» **Position identification records**

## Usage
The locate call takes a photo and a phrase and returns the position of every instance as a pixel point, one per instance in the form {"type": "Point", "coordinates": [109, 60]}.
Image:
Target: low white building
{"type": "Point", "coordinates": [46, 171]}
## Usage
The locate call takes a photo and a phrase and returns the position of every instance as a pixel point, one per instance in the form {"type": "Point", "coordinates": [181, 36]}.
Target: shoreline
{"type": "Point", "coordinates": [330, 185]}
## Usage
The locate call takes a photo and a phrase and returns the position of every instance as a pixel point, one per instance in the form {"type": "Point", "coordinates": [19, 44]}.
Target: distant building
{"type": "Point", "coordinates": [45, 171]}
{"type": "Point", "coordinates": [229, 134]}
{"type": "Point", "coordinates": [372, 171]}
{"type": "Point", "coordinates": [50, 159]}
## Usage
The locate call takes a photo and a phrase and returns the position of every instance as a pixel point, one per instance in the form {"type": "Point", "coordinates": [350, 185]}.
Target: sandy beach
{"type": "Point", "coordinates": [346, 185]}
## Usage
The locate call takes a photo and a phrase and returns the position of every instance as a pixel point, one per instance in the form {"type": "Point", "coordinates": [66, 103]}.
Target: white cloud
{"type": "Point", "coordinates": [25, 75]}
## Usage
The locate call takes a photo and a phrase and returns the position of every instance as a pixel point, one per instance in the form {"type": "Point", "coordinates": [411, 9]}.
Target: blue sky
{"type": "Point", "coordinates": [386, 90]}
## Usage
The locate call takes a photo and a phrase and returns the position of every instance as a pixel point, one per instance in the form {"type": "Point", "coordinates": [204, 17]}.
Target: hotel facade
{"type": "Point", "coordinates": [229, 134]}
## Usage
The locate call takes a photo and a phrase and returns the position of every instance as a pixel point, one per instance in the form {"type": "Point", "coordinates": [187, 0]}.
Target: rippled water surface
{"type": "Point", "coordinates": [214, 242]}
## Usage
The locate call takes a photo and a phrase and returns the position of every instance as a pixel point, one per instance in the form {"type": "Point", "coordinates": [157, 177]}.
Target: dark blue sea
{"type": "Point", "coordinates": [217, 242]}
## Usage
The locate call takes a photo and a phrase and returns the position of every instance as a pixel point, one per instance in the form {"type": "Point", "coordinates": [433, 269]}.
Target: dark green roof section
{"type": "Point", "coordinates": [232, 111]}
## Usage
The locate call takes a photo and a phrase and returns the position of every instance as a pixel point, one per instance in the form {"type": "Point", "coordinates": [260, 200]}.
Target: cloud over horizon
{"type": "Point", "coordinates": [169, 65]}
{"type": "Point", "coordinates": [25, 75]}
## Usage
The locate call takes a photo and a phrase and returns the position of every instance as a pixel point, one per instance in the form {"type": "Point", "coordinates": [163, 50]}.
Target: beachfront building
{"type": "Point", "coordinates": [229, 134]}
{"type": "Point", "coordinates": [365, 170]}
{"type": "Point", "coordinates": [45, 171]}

» **Written request**
Please report how many lines in the rows above contain the word "white". Give only the number.

» **Output for this task**
2